## TASK DESCRIPTION
Rewrite the listing between the lines holding "For sports analytics purposes, locate the grey scarf" and "[126,376,247,476]", inclusive, putting "television still" wherever "broadcast frame" appears and leaving everything else unchanged.

## DATASET RECORDS
>> BEGIN

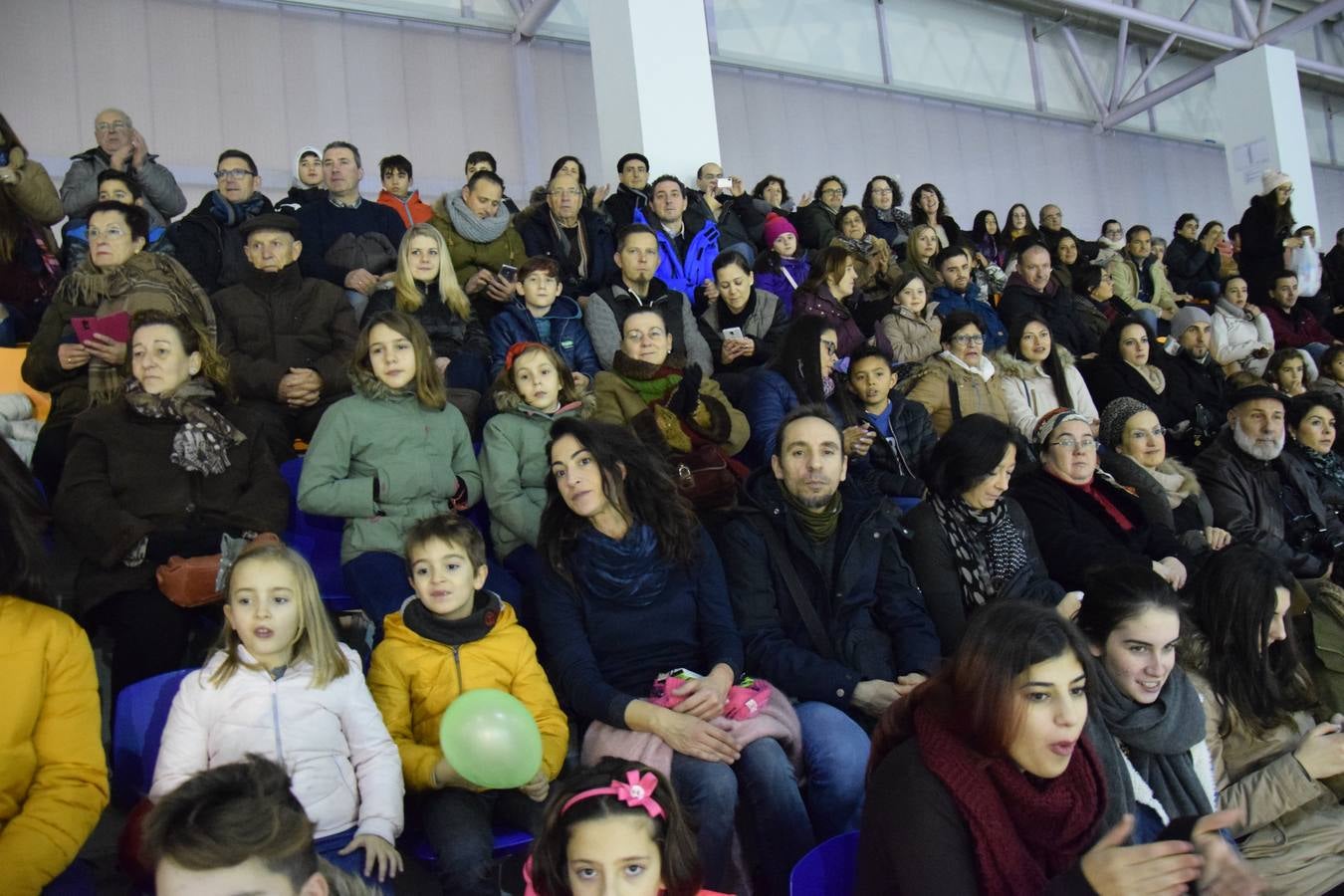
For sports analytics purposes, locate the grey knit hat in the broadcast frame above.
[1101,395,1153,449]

>> END
>> BEGIN

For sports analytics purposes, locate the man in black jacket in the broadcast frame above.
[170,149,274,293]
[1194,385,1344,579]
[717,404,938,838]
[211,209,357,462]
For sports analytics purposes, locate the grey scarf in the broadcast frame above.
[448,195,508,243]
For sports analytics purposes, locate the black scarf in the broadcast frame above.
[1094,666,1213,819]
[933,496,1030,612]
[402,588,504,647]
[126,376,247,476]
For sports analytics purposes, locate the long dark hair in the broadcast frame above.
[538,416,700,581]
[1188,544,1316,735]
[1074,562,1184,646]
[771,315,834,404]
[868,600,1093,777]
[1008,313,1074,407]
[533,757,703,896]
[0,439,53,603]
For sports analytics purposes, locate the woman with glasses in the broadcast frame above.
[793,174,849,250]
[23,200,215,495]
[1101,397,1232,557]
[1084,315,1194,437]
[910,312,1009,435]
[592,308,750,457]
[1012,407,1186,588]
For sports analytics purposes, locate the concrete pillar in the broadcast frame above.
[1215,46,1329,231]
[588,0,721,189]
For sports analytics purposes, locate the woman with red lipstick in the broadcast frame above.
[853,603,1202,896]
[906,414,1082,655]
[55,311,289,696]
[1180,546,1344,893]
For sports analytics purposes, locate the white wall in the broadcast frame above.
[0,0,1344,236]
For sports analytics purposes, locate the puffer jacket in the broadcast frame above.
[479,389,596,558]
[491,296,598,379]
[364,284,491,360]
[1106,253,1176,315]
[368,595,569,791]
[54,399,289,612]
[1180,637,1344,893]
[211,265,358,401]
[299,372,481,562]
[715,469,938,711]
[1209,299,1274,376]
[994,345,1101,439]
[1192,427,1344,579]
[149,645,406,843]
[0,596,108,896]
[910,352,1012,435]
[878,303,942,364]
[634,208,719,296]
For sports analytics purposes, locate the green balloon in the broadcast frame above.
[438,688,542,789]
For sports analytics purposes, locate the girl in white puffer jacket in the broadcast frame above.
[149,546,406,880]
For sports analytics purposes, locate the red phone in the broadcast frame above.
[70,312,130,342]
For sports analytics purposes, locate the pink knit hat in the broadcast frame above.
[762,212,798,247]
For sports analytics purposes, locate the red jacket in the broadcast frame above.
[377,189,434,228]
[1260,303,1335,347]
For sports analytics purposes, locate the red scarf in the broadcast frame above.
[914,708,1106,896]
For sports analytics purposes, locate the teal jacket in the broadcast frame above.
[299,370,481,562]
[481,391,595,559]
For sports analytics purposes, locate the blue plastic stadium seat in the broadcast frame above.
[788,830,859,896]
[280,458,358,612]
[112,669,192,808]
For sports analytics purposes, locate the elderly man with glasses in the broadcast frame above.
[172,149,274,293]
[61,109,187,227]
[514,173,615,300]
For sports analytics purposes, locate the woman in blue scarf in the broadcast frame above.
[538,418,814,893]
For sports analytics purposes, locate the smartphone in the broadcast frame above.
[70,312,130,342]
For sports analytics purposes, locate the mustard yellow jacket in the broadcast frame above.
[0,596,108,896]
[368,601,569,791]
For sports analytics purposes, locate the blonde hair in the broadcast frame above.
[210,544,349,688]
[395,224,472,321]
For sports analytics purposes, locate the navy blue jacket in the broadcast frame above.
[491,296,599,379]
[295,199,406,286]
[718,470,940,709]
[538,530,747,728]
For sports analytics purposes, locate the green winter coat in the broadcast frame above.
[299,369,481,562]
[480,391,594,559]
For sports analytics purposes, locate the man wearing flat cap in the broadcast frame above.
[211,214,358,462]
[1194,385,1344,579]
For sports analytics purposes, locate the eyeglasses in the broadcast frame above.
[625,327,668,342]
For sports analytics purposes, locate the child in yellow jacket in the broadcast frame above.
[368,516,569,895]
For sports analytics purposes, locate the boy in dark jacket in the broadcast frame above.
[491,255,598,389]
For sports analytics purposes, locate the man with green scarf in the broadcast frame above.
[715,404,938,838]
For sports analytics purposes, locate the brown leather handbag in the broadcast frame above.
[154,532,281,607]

>> END

## ANSWER TO THIS EXERCISE
For sports analytics purposes, locate the grey scarf in the television still above.
[448,195,508,243]
For sports analytics purposes, locate the black scarf in the television still above.
[1094,666,1213,819]
[933,496,1030,612]
[402,588,504,647]
[126,376,247,476]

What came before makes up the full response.